提示文:
- - -

同姓同名の議員と知事が論戦

2023年6月23日の山陰中央デジタルで、鳥取県議会での珍しい事例が紹介されています。

4月の県議会議員選挙で初当選された平井伸治議員が6月定例会で初の一般質問を行ったということですが、御存じのとおり、鳥取県知事のお名前も全く同じ平井伸治なんですね。議員と知事が同姓同名というのは県政史上初ということですが、確かに珍しい事例だと思います。

鳥取県は、ご承知のとおり、都道府県では一番人口が少なくて、約54万人。面積も全国で7番目に小さいということです。議員定数は35人、常任委員会は、総務教育常任委員会、福祉生活病院常任委員会、農林水産商工常任委員会、地域づくり県土警察常任委員会の4つ、特別委員会は決算特別委員会、そして議会運営委員会という構成です。

なお、上の事例は議員と知事ですが、議員の中に同姓同名の議員がいる場合もあります。何かと紛らわしいことも多いでしょうが、特に気をつけなければいけないのは、議長や副議長などの「選挙」のときです。上の事例のように漢字まで全く同じだと、姓名を書いただけではどちらに投票したのかが分かりません。

一般の選挙なら、そういう投票も有効で、票は按分されることになりますが、議会の中で行われる選挙には、その規定は適用されませんので、誰に投票したかが判別できないということで無効となってしまいます。なので、いわゆる「他事記載」に引っかからない程度にそれぞれを区別できるような形で書くようにしないといけません。

- - -

データ抜粋:
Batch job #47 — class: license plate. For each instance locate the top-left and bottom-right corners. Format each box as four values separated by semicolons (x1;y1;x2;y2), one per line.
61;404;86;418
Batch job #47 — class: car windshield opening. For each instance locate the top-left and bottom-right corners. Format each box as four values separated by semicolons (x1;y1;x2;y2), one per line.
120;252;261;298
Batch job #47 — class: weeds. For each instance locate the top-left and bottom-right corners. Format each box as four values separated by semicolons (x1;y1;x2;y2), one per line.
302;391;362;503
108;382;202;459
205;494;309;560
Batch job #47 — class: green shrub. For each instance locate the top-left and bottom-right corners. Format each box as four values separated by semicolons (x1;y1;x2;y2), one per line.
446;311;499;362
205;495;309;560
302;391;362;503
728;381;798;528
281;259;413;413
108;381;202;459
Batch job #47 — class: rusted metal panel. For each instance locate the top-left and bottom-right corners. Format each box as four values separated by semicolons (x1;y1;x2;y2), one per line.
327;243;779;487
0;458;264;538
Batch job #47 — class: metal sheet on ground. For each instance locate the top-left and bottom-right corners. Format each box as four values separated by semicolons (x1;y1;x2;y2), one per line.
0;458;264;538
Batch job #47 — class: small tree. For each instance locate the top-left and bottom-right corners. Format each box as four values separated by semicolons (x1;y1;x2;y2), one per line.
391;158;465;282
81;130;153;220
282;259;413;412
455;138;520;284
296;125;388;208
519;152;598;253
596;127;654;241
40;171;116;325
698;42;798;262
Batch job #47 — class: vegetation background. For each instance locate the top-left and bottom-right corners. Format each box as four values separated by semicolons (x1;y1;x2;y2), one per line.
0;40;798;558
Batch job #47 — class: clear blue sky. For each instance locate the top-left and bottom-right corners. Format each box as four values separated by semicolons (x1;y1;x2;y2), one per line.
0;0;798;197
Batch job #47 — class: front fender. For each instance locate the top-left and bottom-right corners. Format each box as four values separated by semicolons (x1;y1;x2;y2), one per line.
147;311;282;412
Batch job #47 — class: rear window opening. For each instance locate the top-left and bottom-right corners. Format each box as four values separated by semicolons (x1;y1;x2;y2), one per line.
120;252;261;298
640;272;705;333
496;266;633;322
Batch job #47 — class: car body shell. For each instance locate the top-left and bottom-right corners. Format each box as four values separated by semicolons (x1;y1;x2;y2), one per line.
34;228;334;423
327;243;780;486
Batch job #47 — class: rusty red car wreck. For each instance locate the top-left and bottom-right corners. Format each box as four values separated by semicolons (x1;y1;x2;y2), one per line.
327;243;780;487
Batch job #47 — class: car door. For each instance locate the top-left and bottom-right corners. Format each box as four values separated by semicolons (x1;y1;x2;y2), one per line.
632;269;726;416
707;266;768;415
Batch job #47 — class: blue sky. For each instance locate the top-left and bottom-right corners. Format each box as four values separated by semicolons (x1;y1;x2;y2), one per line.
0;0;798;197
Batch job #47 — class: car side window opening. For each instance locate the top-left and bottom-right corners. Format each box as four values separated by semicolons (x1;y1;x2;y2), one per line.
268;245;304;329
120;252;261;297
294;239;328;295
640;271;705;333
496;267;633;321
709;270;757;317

- - -

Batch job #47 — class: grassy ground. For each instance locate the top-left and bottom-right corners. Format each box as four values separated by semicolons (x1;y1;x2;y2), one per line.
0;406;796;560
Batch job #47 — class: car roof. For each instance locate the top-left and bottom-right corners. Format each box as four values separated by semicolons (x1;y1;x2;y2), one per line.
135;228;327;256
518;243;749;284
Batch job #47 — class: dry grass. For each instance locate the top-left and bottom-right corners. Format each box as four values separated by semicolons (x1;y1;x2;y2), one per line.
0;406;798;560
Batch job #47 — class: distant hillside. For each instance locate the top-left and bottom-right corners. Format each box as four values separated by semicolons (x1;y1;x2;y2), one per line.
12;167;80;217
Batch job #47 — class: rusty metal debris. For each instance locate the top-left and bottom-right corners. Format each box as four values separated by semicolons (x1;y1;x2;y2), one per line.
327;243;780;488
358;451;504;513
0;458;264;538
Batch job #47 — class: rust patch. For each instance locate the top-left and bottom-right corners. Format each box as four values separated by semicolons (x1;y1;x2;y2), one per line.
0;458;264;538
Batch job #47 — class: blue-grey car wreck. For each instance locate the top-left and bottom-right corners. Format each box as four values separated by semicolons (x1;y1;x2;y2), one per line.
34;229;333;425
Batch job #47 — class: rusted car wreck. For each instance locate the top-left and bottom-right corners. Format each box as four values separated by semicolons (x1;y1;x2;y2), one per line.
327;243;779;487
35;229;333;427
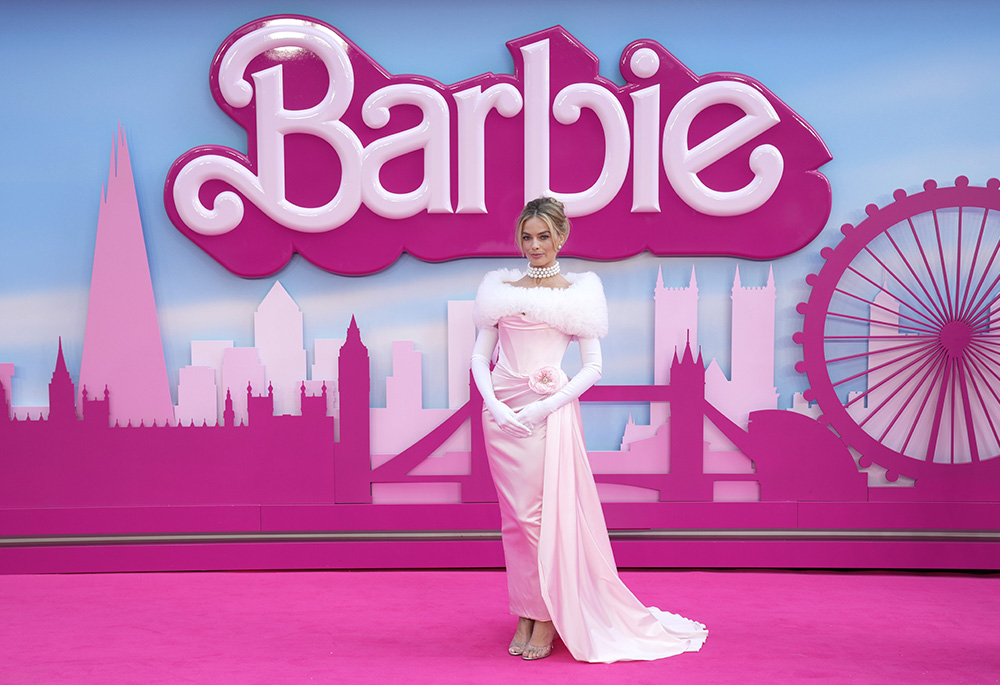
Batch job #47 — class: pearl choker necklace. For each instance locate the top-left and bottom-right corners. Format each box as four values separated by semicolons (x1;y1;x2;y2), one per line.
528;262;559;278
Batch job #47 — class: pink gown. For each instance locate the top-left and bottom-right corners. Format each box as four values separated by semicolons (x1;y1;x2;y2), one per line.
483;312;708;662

- - -

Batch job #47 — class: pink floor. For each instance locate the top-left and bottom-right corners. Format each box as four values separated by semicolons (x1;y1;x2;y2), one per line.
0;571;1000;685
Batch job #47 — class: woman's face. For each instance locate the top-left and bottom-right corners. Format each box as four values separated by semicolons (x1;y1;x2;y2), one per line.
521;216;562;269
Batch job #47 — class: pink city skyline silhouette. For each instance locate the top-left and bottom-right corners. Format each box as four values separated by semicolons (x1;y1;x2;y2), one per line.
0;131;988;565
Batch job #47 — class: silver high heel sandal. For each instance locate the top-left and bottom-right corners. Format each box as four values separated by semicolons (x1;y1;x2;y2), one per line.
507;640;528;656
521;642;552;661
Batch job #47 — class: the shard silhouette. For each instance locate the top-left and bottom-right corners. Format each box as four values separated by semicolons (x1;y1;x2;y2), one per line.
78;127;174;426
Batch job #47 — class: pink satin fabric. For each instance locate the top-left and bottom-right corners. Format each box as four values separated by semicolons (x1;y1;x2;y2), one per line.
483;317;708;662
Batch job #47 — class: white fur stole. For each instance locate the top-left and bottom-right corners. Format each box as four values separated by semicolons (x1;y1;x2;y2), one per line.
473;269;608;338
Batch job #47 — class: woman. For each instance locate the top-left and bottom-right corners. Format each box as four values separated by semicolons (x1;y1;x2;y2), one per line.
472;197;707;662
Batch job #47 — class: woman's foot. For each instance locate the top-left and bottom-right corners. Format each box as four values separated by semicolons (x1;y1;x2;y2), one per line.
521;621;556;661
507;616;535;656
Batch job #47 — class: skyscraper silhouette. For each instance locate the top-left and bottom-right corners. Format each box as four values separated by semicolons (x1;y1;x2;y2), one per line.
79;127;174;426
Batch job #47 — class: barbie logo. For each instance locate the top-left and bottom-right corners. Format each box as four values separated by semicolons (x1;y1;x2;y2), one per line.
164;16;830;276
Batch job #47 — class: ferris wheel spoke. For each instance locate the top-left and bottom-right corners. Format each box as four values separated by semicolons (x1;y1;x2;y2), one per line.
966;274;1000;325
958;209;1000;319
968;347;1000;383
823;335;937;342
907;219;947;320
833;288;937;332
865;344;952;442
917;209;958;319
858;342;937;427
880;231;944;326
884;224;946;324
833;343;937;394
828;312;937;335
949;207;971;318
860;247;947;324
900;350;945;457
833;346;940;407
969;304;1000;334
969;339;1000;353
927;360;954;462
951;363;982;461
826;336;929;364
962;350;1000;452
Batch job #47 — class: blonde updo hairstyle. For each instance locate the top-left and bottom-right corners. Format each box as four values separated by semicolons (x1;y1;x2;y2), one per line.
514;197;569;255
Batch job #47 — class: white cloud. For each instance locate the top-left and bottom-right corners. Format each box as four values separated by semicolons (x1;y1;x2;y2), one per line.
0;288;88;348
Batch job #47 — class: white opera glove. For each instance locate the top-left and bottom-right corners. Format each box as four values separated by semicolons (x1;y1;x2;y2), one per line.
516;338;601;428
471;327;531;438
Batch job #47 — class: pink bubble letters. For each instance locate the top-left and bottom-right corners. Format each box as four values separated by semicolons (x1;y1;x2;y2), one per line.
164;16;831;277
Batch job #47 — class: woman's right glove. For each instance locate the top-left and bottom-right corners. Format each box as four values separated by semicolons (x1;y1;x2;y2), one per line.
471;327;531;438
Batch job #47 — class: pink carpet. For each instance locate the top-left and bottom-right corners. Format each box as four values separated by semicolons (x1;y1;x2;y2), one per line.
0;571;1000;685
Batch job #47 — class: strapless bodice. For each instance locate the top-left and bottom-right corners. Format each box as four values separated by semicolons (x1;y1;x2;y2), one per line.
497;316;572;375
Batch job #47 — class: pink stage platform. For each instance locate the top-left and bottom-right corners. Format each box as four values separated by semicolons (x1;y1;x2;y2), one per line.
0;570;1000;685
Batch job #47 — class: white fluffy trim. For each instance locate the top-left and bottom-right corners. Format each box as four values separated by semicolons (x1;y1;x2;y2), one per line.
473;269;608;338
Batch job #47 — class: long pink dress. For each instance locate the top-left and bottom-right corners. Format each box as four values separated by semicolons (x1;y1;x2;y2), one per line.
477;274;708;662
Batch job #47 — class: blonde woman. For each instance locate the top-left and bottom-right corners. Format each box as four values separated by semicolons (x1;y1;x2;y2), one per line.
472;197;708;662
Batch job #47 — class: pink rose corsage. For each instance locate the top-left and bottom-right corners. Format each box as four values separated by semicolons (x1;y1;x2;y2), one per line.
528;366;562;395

- - -

取り組む内容:
同姓同名の議員と知事を扱った文章を、最後の文の後から書き進めなさい。 記録はここでは一切用いません。

作業結果:
これは、姓だけが同じ場合でも同様で、投票に姓しか書いていないと無効となります。同じ姓の候補者が2人以上いるときは必ず下の名前まで書くようにする、姓名とも同じ場合は、漢字で区別できるならその形で、上の例のように漢字でも区別できないときは、例えば住所とか議席番号などで判別できるようにしないといけません。

地方自治法第118条には、議会において行う選挙の規定がありますが、公職選挙法を準用するのは、46条第1項・4項(投票の記載事項及び投函)、47条(点字投票)、48条(代理投票)、68条第1項(無効投票)、95条(衆参比例代表議員以外の選挙における当選人)のみです。同一氏名の候補者等に対する投票の効力を定めている68条の2は含まれていません。